TASK MATERIAL —
----------
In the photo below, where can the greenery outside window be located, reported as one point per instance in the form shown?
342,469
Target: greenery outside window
----------
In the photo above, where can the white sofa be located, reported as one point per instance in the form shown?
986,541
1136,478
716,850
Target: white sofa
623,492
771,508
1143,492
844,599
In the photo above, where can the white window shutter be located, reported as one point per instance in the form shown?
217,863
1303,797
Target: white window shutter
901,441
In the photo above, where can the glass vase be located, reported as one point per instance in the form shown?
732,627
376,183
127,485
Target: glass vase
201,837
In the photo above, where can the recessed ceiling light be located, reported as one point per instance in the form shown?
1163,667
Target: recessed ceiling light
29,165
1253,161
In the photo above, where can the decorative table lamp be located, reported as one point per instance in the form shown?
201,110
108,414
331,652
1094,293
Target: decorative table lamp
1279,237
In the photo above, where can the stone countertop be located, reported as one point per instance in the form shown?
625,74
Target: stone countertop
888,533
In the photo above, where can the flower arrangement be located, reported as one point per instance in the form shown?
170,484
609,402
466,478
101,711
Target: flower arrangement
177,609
----------
PROBLEM DESCRIPTION — Whenever a line of the data includes "form", copy that line.

OUTPUT BELOW —
In the photo below, where can the greenery outside window be located, reported as one point per instance in the form shown?
In the photo above, where can the white sofa be located, reported as one point per instance in the form shown?
In the photo above, where can the white window shutter be located, reported as one point per instance in the form shown?
In the photo above, where can the glass vase be located, reported as one point per instance in the form shown?
In the photo above, where can the recessed ceiling light be located, reported as one point per instance in the form shown?
In the photo above, where can the decorative table lamp be located, reported as one point per instance in the form shown?
In the photo above, where can the stone countertop be located, reported as one point per instance in the form shown?
In the photo above, where can the flower arrangement be located, reported as one point per instance in the form shown?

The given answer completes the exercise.